** Start of Records provided **

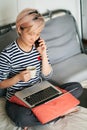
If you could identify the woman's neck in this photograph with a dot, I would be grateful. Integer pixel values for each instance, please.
(23, 45)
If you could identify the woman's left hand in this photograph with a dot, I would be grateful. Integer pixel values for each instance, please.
(42, 47)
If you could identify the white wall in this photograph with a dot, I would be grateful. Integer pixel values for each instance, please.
(11, 8)
(8, 11)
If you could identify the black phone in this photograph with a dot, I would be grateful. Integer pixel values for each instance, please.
(37, 42)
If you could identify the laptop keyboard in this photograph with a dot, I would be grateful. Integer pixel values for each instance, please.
(42, 96)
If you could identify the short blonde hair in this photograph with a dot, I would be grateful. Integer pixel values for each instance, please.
(29, 17)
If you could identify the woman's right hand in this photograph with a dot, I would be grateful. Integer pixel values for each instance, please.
(24, 76)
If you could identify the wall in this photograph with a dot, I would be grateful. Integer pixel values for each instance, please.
(10, 8)
(8, 11)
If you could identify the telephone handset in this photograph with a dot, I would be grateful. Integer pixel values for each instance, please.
(37, 42)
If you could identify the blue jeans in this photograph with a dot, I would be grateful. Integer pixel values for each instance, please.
(23, 116)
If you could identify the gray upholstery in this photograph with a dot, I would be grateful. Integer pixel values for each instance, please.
(69, 63)
(60, 35)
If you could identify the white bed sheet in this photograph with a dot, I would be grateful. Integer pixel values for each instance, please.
(77, 120)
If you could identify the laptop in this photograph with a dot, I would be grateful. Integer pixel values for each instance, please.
(38, 93)
(47, 101)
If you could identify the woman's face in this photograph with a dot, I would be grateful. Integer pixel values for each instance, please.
(29, 37)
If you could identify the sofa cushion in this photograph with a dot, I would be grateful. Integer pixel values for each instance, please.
(61, 38)
(71, 70)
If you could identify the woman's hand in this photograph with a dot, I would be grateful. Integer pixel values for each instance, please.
(42, 47)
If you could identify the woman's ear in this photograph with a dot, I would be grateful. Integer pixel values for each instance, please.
(19, 30)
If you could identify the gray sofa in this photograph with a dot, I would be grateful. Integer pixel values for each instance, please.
(68, 60)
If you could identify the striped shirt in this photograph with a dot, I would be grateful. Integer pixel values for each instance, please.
(13, 60)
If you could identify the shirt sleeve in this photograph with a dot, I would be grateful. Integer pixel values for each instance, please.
(4, 65)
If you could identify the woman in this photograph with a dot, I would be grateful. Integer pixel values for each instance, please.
(19, 55)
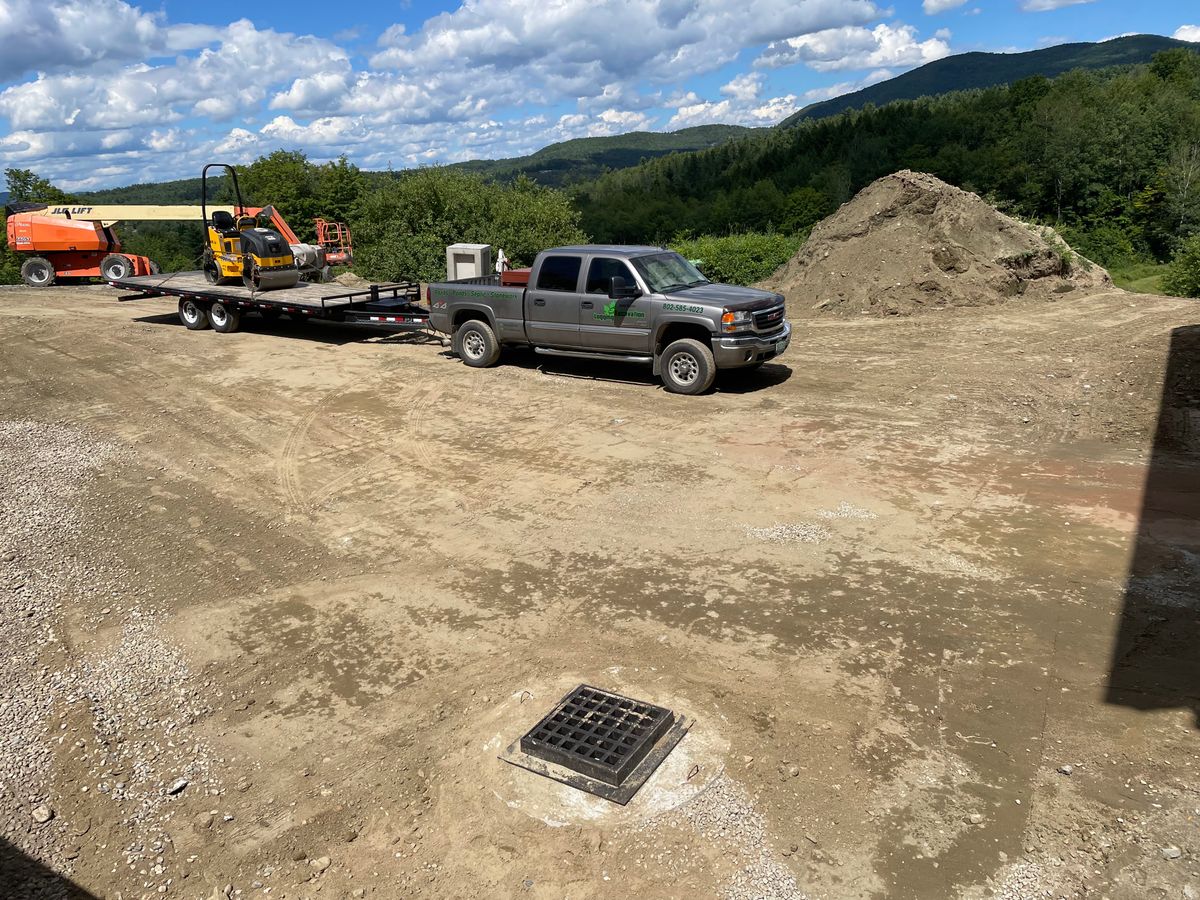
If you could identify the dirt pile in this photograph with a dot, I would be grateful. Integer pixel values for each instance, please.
(911, 243)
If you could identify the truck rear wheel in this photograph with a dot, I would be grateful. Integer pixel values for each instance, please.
(688, 366)
(475, 343)
(223, 318)
(115, 267)
(192, 315)
(37, 273)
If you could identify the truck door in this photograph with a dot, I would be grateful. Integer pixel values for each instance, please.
(613, 324)
(552, 305)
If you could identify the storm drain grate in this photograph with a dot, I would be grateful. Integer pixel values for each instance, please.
(600, 742)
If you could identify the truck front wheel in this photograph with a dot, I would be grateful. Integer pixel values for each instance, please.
(688, 366)
(475, 343)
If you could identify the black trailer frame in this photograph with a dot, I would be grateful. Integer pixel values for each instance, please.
(393, 306)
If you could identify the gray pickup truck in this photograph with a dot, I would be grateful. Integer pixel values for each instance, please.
(630, 304)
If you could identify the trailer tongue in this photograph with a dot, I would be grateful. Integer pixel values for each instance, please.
(393, 306)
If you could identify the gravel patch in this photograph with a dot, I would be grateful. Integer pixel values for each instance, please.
(120, 709)
(724, 815)
(790, 533)
(846, 510)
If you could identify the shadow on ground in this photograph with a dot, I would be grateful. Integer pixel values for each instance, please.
(1156, 658)
(24, 879)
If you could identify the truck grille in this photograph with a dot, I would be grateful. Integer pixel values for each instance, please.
(769, 319)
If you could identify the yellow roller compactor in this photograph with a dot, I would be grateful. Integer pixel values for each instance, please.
(238, 249)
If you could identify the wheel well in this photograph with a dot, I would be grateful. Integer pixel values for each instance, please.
(677, 330)
(467, 316)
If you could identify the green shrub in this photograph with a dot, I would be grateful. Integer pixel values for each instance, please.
(402, 229)
(739, 258)
(1182, 276)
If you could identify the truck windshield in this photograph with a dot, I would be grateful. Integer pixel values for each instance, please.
(665, 273)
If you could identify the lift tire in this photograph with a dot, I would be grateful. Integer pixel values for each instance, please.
(688, 366)
(192, 315)
(37, 273)
(475, 343)
(115, 267)
(223, 318)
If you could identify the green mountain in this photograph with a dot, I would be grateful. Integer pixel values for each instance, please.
(589, 157)
(967, 71)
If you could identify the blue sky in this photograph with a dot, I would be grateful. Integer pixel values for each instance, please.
(103, 93)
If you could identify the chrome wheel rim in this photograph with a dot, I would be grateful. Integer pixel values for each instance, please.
(684, 367)
(473, 345)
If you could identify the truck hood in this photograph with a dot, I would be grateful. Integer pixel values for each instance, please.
(729, 295)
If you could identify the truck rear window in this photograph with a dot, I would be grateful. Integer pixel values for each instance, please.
(559, 274)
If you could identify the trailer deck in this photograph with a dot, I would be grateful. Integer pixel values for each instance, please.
(391, 305)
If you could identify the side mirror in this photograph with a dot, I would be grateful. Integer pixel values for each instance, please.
(619, 289)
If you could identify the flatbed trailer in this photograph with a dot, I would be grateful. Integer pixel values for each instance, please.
(391, 306)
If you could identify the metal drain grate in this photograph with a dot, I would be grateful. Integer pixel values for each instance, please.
(599, 742)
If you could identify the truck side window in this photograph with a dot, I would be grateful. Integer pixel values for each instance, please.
(559, 274)
(603, 270)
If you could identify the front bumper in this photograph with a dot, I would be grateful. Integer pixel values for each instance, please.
(748, 349)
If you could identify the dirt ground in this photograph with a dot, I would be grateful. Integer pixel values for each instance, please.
(325, 577)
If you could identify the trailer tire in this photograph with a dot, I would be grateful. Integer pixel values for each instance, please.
(223, 318)
(192, 315)
(475, 345)
(115, 267)
(37, 273)
(688, 366)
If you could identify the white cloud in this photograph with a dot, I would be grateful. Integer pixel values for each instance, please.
(840, 88)
(1047, 5)
(855, 47)
(67, 34)
(743, 105)
(933, 7)
(190, 85)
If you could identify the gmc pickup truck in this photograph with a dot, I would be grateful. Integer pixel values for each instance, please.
(642, 305)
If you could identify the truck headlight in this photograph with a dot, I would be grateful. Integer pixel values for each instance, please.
(735, 322)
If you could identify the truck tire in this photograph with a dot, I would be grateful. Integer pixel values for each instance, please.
(688, 366)
(475, 343)
(37, 273)
(223, 318)
(115, 267)
(192, 315)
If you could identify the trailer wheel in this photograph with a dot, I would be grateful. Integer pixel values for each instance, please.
(223, 318)
(37, 273)
(115, 267)
(688, 366)
(192, 315)
(475, 343)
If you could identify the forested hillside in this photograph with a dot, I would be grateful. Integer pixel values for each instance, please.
(591, 157)
(969, 71)
(1113, 156)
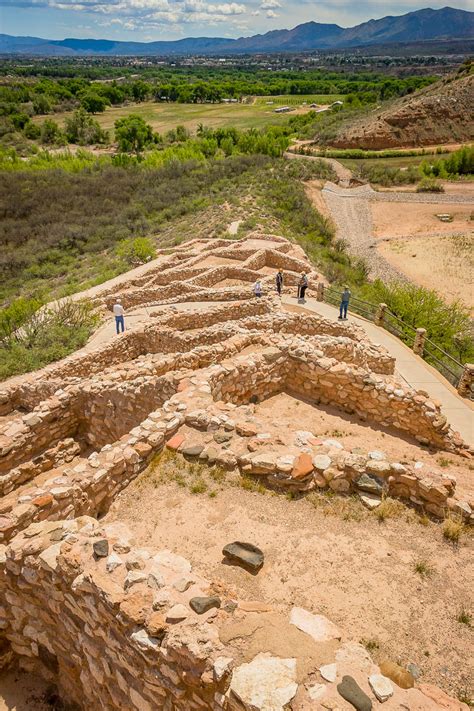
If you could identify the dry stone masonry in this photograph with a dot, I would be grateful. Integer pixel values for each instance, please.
(116, 627)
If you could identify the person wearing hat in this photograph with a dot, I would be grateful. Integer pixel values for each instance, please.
(119, 314)
(302, 286)
(345, 298)
(279, 282)
(257, 288)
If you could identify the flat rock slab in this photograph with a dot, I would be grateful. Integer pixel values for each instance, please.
(245, 554)
(350, 690)
(381, 686)
(200, 605)
(265, 684)
(317, 626)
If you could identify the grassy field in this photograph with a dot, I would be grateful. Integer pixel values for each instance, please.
(164, 117)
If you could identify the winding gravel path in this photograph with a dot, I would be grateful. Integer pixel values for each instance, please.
(351, 212)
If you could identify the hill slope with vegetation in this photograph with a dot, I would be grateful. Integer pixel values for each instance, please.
(441, 113)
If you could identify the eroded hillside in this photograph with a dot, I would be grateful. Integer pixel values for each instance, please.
(441, 113)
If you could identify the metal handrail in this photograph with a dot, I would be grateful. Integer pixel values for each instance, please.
(445, 368)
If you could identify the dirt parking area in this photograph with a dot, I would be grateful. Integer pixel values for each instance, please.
(408, 219)
(444, 263)
(332, 557)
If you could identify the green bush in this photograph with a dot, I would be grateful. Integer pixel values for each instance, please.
(429, 185)
(448, 325)
(82, 129)
(43, 335)
(136, 251)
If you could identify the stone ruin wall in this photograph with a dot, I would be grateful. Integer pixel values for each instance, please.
(99, 618)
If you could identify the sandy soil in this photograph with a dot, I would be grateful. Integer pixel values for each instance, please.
(445, 263)
(283, 414)
(20, 691)
(358, 572)
(313, 191)
(400, 219)
(450, 188)
(230, 282)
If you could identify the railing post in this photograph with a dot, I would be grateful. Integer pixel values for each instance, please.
(419, 343)
(380, 315)
(466, 381)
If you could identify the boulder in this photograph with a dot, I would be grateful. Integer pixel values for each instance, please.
(351, 692)
(265, 684)
(317, 626)
(245, 554)
(200, 605)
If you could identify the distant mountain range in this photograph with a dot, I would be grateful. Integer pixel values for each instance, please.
(422, 25)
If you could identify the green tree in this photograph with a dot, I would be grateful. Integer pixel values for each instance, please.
(81, 128)
(93, 103)
(51, 133)
(133, 133)
(136, 251)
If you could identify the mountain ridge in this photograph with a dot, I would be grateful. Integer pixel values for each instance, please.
(420, 25)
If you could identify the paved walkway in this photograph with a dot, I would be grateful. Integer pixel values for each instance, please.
(410, 368)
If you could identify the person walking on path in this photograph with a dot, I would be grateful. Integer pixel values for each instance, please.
(302, 286)
(119, 314)
(279, 282)
(345, 298)
(257, 289)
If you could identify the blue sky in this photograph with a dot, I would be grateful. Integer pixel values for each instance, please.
(147, 20)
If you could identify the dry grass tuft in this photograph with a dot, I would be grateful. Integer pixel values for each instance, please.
(464, 617)
(452, 530)
(390, 508)
(424, 568)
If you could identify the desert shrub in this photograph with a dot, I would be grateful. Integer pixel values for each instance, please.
(429, 185)
(51, 133)
(460, 162)
(452, 530)
(133, 134)
(387, 176)
(448, 325)
(136, 251)
(81, 128)
(43, 335)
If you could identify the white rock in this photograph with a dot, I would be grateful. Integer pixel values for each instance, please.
(138, 701)
(317, 626)
(329, 672)
(333, 443)
(172, 561)
(222, 667)
(317, 692)
(377, 455)
(381, 686)
(370, 500)
(177, 613)
(321, 462)
(49, 557)
(155, 579)
(133, 578)
(113, 561)
(265, 684)
(144, 640)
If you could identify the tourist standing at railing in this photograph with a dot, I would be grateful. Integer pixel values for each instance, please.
(345, 298)
(279, 282)
(257, 289)
(302, 286)
(119, 314)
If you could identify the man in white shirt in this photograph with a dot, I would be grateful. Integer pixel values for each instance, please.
(119, 314)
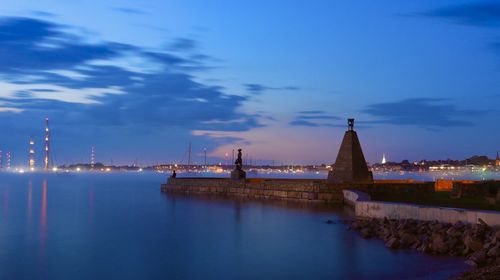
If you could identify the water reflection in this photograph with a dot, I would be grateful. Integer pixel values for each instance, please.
(135, 234)
(30, 199)
(5, 203)
(44, 205)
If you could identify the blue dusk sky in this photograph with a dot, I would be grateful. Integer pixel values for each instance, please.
(140, 80)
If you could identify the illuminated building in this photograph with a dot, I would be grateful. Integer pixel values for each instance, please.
(47, 144)
(31, 162)
(92, 157)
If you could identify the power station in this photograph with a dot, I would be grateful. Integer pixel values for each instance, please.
(47, 144)
(31, 162)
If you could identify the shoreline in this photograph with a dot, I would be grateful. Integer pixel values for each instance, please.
(478, 244)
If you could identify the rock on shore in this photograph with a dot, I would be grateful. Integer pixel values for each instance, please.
(479, 244)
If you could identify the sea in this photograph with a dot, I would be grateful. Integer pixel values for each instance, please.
(120, 226)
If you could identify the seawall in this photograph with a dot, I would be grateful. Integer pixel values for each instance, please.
(283, 189)
(392, 210)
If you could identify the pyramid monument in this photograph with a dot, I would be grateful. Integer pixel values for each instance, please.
(350, 165)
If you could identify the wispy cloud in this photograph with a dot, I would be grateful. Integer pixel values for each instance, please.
(259, 88)
(475, 14)
(422, 112)
(131, 11)
(48, 72)
(315, 118)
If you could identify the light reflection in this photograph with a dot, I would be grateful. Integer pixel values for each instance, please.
(5, 203)
(44, 205)
(30, 198)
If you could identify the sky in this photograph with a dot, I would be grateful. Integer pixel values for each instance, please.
(140, 80)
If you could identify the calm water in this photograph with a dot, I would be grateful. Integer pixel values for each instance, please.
(119, 226)
(423, 176)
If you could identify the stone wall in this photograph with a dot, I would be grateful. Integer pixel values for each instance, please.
(392, 210)
(287, 189)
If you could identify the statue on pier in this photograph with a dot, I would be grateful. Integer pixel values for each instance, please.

** End of Records provided **

### Instructions to follow
From the line holding "If you could identify the rock" down to the final line above, quote every line exactly and only those lines.

### Task response
If you could identify the rock on shore in this photograph with a dot, I would be grateful. Integer pixel values for each instance, please.
(479, 244)
If you could identify the sea in this photograph with a dot, I would be grateful. Integer pixel values for each instance, please.
(120, 226)
If you could identify the seawall in this photograph with a dot, I would be grateful. Integer pixel values for each instance, please.
(283, 189)
(392, 210)
If you could identify the pyramid monument in this photograph with a dot, I would be grateful. Integer pixel values for each instance, please.
(350, 165)
If you could identify the wispy cloud in this photograph with a dot, I would be grateful. Integer pixel values for each instance, please.
(259, 88)
(475, 14)
(422, 112)
(131, 11)
(48, 72)
(315, 118)
If you could identify the light reflection in this photograph with a dot, I would be grateful. Integer pixel values for each instance, please.
(5, 203)
(44, 205)
(30, 198)
If you could identify the sky in this photograph with a dot, I would be grateful. Integer pixel values for each instance, please.
(140, 80)
If you could identify the calm water in this photograph with a dot, I would be grateful. Integer pixel values for each instance, please.
(119, 226)
(423, 176)
If you could identify the stone wall in this photograph with a dot, I would be grateful. Integer pixel values for each instance, please.
(392, 210)
(287, 189)
If you could identify the statue on pier in this photograph with a dot, I would be grateful. Integer pixel values for each instance, please.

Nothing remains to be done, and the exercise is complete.